(TEXT SHOWN)
[START]
This creates multiple files under the target folder. This files are the templates that should be integrated into our solution, probably as one of the sub charts. An example of one of these files containing the NATS deployment is below.

---
# Source: nats/templates/nats-box/deployment.yaml
apiVersion: apps/v1
kind: Deployment
metadata:
  labels:
    app.kubernetes.io/component: nats-box
    app.kubernetes.io/instance: nats
    app.kubernetes.io/managed-by: Helm
    app.kubernetes.io/name: nats
    app.kubernetes.io/version: 2.10.5
    helm.sh/chart: nats-1.1.5
  name: solution1-nats-box
spec:
  replicas: 1
  selector:
    matchLabels:
      app.kubernetes.io/component: nats-box
      app.kubernetes.io/instance: nats
      app.kubernetes.io/name: nats
  template:
    metadata:
      labels:
        app.kubernetes.io/component: nats-box
        app.kubernetes.io/instance: nats
        app.kubernetes.io/managed-by: Helm
        app.kubernetes.io/name: nats
        app.kubernetes.io/version: 2.10.5
        helm.sh/chart: nats-1.1.5
    spec:
      containers:
      - args:
        - trap true INT TERM; sleep infinity & wait
        command:
        - sh
        - -ec
        - |
          work_dir="$(pwd)"
[END]
(INFORMATION PROVIDED)
[START]
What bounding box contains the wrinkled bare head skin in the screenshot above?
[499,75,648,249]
[END]
(DIRECTIVE A)
In the NATS deployment text, how many replicas does the spec set?
(DIRECTIVE B)
List every label key under "labels:" in the top-level metadata of the NATS deployment text.
(DIRECTIVE C)
Extend the NATS deployment text, picking up right after its last line.
You won't need the data for any of this.

(EXERCISE OUTPUT A)
1

(EXERCISE OUTPUT B)
app.kubernetes.io/component, app.kubernetes.io/instance, app.kubernetes.io/managed-by, app.kubernetes.io/name, app.kubernetes.io/version, helm.sh/chart

(EXERCISE OUTPUT C)
          mkdir -p "$XDG_CONFIG_HOME/nats"
          cd "$XDG_CONFIG_HOME/nats"
          if ! [ -s context ]; then
            ln -s /etc/nats-contexts context
          fi
          if ! [ -f context.txt ]; then
            echo -n "default" > context.txt
          fi
          cd "$work_dir"
          exec sh -ec "$0"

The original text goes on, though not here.